QUOTED TEXT:
+++
There are plenty of cheap options. You can remove default 12GB memory filter, adjust utilization, and limit price to $300.

On the data source: BestBuy just had the best least walled off APIs and prices seem lower that Amazon, so it is the first.

Very nice! How are you getting the data? eBay API?
"If the given search has not been performed recently, it's pulled fresh from the eBay API. Otherwise, records are cached for 2 hours."
U saw diskprices.com and copied that, didn’t u ;)
Both look like a codecanyon script. Copying is not the issue, I hope the scraped data is correct.
Haha yes! I think even their website design is great, it reminds me of a purer form of the internet before cookie banners, popups and auto-playing ads.
This is great! I would love to see a passmark/$ metric on here as well.
Looks awesome! Isn't there one of these for laptops as well?
This would be very useful to me in helping to source CPUs for a +40PB Ceph cluster that I’m building at a University. Could this be extended to include server grade AMD SP3 CPUs? I’m in the market soon for +30 Milan processors.
Yes, it's possible. Will do this as soon as the rate limiting troubles with the eBay API subside a bit.
+++
ENTRIES SUPPLIED:

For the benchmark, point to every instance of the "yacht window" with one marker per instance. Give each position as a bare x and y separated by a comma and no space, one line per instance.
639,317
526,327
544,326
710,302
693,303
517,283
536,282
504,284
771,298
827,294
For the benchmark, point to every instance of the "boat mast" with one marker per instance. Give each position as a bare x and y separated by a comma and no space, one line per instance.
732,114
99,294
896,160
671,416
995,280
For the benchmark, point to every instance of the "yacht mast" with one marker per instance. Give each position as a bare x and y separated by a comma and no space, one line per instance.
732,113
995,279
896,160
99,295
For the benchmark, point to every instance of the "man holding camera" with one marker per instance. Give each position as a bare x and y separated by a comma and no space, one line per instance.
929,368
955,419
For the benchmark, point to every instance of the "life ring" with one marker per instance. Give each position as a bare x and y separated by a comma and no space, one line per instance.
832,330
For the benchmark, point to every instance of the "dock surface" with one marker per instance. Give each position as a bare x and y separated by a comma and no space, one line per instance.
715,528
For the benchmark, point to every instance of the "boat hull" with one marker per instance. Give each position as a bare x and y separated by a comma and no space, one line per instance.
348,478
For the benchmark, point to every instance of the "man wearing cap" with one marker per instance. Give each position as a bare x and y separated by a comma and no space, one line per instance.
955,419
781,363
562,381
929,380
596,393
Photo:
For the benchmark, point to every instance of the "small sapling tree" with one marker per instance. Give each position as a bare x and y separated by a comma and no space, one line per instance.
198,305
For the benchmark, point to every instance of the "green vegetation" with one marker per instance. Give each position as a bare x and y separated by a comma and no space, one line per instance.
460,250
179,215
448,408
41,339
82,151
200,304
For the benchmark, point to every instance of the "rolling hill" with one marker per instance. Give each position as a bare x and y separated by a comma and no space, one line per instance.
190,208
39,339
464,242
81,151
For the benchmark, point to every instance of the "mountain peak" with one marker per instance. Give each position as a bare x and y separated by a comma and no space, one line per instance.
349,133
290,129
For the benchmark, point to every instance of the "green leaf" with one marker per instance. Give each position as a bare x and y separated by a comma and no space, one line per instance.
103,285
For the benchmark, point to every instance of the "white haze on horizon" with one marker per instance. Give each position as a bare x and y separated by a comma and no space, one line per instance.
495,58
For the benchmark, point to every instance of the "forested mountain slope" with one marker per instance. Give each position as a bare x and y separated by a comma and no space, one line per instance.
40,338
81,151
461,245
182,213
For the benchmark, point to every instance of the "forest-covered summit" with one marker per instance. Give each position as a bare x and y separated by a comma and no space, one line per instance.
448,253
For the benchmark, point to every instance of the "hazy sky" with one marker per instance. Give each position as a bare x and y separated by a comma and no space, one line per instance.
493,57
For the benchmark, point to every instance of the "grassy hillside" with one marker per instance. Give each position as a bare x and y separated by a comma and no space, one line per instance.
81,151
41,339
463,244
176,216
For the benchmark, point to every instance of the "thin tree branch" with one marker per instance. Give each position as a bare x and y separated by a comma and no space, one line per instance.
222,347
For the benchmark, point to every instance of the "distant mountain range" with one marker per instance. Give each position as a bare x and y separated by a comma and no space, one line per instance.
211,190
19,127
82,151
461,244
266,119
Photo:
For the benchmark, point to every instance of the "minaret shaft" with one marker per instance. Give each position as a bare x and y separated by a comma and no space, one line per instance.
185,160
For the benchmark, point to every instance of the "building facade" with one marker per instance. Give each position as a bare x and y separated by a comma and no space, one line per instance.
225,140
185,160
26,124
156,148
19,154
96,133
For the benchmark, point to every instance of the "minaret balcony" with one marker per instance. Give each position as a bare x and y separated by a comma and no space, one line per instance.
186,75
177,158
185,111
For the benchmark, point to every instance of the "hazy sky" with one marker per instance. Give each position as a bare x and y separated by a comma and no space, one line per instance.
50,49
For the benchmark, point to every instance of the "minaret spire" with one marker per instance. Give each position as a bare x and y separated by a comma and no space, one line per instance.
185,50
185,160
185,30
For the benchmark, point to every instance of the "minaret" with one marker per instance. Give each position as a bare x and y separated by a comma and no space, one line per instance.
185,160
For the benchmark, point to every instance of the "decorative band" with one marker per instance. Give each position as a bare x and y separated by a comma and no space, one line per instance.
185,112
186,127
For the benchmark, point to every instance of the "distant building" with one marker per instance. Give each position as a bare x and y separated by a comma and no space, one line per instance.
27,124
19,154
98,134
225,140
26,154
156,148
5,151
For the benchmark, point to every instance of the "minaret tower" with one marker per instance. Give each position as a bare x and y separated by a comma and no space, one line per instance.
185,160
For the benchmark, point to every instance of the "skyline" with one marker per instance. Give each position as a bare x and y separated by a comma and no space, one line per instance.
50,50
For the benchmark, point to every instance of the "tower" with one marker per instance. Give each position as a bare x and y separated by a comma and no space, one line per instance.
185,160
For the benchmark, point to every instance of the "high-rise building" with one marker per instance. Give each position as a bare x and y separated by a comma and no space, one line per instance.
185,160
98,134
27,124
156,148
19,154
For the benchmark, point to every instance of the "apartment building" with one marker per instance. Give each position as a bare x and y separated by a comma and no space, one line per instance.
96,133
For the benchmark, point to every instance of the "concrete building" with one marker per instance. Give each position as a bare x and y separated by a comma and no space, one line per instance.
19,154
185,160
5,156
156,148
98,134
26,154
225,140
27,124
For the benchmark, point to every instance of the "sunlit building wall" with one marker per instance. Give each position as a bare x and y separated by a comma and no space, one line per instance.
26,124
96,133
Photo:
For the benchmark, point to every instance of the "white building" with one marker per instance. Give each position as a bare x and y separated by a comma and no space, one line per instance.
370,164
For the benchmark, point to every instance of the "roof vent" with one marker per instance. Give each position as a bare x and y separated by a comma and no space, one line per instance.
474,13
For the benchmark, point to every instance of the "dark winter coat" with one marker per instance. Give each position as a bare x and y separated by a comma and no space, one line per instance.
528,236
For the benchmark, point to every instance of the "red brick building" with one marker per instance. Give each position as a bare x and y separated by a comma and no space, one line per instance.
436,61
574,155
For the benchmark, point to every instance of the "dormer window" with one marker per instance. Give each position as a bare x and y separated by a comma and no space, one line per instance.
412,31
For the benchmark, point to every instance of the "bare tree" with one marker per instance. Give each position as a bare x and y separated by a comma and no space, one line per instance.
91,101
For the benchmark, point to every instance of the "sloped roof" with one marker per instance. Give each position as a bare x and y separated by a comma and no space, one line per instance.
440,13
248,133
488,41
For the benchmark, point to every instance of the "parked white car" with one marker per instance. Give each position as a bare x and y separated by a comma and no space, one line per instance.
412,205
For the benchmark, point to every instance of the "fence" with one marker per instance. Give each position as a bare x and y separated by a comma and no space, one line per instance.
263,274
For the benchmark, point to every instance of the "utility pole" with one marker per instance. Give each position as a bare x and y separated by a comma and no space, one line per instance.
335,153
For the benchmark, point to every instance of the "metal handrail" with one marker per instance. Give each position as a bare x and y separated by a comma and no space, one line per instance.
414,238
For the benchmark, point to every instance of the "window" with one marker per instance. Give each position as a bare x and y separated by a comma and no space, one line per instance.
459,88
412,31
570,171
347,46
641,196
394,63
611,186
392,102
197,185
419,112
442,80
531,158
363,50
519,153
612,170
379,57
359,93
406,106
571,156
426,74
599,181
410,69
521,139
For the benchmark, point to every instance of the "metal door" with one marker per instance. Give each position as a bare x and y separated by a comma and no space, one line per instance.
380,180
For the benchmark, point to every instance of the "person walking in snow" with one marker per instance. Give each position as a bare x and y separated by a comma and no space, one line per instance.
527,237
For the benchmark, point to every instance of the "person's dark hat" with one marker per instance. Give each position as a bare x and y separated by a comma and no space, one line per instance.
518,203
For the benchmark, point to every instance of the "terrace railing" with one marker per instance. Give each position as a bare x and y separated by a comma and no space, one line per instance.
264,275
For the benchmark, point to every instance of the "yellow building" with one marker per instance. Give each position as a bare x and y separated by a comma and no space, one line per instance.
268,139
+++
DIRECTIVE 1:
Answer these from the price-comparison thread:
(a) For how long are records cached when a search was performed recently?
(b) Which retailer is named as the first data source?
(c) What price limit is mentioned in the first line?
DIRECTIVE 2: Translate this sentence from the price-comparison thread into Spanish: "Could this be extended to include server grade AMD SP3 CPUs?"
DIRECTIVE 3: Write the next few posts of the price-comparison thread, picking up after its final reply.

EXERCISE RESPONSE 1:
(a) 2 hours
(b) BestBuy
(c) $300

EXERCISE RESPONSE 2: ¿Se podría ampliar esto para incluir CPU AMD SP3 de grado servidor?

EXERCISE RESPONSE 3:
This is awesome, but would be cool to see a GPU version. Friends keep telling me 2nd market GPUs from crypto or ai is the sweet spot of ~10-20% discount on ebay
> 2nd market GPUs from crypto or ai is the sweet spot of ~10-20% discount on ebay

I thought those were iffy because they were run so hard? If not, I need to go shopping:)

Some disagree because almost all miners underclock and run under close to ideal temperature to increase efficiency per watt. So it might turn out to be a deal because it was better treated than a random gamer
They probably ran at a constant temperature too, none of the getting hot then cooling down to fatigue solder joints.
This is a myth. I ran 150k AMD gpus. We overclocked/undervolted all of them. While they were run continuously "hard", they didn't fail. Some of them ran for years out in containers in the middle of dusty fields through 4 seasons. They don't burn out the way that people think they might.

That said, a lot of the GPUs used for crypto, don't apply to AI, unless you really want to be constrained. Just be super aware of what you're buying and what you plan to use it for.

> Some of them ran for years out in containers in the middle of dusty fields through 4 seasons.

...story time? This sounds more interesting than hardware prices;)

> That said, a lot of the GPUs used for crypto, don't apply to AI, unless you really want to be constrained. Just be super aware of what you're buying and what you plan to use it for.

Yeah, I'll have to do my homework. While AI would be cool, I'm actually largely interested in running video games, but I keep equivocating because I'm a terrible cheapskate:)

The things that will fail, are fans...
Electronics (within spec) don't usually mind heat, thermal cycling is what they really hate.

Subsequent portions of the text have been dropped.